> **STATED PROBLEM**
Reproduce each of the records below word for word, with nothing added or left out.
* * * *
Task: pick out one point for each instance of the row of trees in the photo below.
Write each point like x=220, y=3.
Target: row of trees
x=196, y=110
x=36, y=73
* * * *
> **ANSWER FOR THE TASK**
Task: pick out one point for each instance of the row of trees in the photo below.
Write each point like x=220, y=3.
Target: row of trees
x=196, y=110
x=36, y=73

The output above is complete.